- Given exercise: Pull out every line of the data below that contains the string "blurred".

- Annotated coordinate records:
########################################

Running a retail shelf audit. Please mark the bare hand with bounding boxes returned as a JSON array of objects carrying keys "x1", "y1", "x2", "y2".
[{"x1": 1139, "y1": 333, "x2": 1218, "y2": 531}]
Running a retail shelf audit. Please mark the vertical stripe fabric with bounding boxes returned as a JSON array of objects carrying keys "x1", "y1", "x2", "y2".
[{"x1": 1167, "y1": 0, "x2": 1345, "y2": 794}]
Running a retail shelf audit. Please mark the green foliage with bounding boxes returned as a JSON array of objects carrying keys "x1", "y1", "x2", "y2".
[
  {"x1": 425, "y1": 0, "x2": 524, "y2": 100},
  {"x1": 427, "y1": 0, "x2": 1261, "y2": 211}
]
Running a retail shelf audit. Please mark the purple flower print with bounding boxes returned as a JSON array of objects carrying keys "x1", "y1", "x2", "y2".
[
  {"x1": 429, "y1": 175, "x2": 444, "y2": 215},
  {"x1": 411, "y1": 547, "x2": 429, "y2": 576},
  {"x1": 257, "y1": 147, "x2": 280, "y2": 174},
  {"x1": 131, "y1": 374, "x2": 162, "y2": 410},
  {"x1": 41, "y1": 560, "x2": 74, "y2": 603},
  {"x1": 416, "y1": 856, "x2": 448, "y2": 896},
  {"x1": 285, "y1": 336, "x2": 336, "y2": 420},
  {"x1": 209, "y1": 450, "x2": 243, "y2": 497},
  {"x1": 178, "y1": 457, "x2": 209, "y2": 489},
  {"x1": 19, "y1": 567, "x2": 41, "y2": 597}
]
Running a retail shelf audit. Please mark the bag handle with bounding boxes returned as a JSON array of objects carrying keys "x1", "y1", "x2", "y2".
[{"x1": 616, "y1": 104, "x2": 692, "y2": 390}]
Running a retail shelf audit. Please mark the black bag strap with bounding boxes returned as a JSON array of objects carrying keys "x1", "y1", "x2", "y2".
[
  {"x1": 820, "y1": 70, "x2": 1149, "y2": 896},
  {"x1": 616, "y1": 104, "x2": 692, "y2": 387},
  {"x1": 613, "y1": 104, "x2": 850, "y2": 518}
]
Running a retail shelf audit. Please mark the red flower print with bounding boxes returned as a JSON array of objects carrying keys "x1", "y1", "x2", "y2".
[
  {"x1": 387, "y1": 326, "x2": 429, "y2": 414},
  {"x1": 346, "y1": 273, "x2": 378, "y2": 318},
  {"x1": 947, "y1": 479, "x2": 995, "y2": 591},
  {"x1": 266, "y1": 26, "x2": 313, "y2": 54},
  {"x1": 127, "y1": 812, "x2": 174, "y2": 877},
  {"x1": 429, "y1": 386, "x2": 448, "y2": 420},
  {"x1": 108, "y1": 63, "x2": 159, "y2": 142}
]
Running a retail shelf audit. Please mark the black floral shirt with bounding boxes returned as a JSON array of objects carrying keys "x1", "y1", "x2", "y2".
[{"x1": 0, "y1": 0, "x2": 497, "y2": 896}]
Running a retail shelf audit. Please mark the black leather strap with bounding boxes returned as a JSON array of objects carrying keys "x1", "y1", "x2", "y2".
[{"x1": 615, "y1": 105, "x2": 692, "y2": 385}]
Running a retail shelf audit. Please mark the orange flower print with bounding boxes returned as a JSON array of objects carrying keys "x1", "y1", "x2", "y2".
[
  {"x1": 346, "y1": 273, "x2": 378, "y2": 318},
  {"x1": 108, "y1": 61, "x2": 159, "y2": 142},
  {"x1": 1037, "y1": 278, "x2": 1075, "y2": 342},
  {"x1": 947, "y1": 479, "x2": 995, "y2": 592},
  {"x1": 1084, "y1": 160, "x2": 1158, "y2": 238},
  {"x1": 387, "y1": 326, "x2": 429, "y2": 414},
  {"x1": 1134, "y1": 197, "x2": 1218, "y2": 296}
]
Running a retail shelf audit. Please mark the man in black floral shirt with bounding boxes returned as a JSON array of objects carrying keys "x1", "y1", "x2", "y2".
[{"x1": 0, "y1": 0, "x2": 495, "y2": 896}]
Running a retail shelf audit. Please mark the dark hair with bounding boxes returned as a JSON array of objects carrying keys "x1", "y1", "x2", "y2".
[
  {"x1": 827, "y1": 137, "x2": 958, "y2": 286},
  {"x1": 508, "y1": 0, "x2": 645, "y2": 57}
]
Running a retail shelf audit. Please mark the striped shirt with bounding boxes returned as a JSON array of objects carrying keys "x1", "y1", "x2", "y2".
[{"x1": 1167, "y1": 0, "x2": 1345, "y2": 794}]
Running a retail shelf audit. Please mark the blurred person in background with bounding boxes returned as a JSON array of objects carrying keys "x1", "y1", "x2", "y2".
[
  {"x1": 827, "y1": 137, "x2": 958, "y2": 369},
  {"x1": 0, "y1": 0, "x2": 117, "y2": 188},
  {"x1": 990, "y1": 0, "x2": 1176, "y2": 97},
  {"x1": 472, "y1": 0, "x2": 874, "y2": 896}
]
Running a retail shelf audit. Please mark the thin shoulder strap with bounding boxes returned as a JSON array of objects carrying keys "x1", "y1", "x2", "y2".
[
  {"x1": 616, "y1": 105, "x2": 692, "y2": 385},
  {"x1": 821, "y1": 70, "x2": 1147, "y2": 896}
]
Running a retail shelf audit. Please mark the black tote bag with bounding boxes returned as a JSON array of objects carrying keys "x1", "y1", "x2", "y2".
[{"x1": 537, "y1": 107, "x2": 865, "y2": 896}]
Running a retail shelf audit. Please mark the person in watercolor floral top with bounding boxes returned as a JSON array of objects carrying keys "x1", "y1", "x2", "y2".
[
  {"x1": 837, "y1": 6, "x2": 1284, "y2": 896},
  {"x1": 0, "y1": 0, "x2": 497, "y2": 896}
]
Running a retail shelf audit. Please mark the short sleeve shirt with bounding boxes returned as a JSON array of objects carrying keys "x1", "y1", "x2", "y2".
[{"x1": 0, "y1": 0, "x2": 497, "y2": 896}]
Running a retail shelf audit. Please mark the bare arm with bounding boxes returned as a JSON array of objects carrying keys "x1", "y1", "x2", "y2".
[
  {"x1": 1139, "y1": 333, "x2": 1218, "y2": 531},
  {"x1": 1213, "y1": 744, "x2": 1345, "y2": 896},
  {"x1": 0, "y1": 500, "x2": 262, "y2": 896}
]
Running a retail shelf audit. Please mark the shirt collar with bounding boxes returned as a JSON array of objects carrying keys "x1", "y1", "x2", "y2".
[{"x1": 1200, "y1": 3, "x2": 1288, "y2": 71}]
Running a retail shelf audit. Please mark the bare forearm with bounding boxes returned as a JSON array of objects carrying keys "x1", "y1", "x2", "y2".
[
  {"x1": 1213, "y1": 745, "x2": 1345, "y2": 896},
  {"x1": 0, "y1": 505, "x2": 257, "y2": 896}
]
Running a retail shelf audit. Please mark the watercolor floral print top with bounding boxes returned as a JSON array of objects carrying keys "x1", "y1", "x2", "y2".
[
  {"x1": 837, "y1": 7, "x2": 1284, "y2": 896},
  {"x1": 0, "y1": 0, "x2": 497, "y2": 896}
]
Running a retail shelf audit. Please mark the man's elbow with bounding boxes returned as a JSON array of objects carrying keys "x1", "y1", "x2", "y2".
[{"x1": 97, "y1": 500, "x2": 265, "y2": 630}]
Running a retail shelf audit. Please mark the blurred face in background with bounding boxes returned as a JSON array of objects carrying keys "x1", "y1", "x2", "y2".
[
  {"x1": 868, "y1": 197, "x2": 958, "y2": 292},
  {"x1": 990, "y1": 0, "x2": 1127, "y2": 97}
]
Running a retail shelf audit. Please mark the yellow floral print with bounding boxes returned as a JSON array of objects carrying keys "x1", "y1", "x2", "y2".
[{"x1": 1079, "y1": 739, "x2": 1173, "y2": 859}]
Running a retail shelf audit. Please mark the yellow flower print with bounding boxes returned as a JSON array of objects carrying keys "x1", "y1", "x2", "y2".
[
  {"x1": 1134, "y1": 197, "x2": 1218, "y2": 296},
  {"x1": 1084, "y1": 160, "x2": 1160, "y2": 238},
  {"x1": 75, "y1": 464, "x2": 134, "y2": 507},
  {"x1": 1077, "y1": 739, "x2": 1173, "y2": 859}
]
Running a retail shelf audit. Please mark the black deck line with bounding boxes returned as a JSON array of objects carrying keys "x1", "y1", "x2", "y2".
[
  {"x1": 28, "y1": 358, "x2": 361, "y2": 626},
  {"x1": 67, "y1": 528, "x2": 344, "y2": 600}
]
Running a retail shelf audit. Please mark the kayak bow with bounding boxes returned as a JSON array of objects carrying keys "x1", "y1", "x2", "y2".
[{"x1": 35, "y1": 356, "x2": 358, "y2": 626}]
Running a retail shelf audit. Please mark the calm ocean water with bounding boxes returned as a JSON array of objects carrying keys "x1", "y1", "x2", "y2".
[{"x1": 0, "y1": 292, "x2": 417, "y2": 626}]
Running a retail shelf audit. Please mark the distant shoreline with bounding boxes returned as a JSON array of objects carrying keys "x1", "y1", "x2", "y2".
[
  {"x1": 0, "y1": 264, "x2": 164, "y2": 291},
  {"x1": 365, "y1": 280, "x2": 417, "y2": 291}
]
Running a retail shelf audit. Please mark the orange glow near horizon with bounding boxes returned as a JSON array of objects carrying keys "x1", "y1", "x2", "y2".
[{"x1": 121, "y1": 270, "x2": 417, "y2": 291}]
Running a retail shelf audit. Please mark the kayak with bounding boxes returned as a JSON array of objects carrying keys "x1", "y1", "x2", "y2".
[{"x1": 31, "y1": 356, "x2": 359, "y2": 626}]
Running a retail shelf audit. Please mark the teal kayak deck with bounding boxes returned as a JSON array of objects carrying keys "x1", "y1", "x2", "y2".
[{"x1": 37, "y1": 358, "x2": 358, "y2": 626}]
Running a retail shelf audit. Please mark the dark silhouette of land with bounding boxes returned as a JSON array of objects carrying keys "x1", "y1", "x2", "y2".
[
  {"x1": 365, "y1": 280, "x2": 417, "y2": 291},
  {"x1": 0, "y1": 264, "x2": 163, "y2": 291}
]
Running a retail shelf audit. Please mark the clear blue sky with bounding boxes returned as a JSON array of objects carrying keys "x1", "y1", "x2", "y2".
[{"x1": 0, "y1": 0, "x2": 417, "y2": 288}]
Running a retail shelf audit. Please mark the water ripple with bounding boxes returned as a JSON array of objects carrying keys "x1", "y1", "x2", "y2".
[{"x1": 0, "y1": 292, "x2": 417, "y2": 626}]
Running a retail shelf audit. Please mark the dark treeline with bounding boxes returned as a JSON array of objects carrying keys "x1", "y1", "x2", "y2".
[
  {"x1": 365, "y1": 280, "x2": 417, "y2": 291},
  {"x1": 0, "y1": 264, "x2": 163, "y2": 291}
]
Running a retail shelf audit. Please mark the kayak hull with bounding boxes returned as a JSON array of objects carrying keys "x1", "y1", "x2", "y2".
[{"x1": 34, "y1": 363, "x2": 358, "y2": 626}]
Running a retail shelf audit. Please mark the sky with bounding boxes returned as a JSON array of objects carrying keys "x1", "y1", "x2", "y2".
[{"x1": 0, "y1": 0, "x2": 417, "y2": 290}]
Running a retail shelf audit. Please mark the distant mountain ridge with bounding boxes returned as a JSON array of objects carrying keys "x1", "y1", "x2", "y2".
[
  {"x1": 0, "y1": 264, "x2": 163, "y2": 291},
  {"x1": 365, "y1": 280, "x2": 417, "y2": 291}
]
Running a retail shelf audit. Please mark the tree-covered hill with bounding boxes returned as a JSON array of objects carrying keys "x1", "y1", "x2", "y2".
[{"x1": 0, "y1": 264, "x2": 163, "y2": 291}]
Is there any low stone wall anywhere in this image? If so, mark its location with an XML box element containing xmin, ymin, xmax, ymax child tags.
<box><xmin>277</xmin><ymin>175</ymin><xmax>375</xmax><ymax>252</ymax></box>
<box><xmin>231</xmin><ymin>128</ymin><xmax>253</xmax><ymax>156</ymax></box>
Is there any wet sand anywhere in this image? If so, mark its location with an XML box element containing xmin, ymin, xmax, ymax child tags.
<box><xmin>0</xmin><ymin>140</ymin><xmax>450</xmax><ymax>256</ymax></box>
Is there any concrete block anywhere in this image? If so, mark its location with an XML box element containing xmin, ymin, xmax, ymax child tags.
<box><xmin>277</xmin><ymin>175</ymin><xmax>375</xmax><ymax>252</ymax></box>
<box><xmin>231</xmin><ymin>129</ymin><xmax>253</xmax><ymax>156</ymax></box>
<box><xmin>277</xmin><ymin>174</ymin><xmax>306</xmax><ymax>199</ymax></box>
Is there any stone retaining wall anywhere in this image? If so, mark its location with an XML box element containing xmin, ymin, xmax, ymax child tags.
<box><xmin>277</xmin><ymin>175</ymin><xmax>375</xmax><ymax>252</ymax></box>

########################################

- Complete output:
Running a retail shelf audit. Please mark the blurred person in background with bounding boxes returned as a JSON array of objects carrying keys "x1", "y1", "x2", "y2".
Running a retail shelf audit. Please mark the blurred face in background with bounding boxes returned as a JSON array of objects carrying keys "x1", "y1", "x2", "y2".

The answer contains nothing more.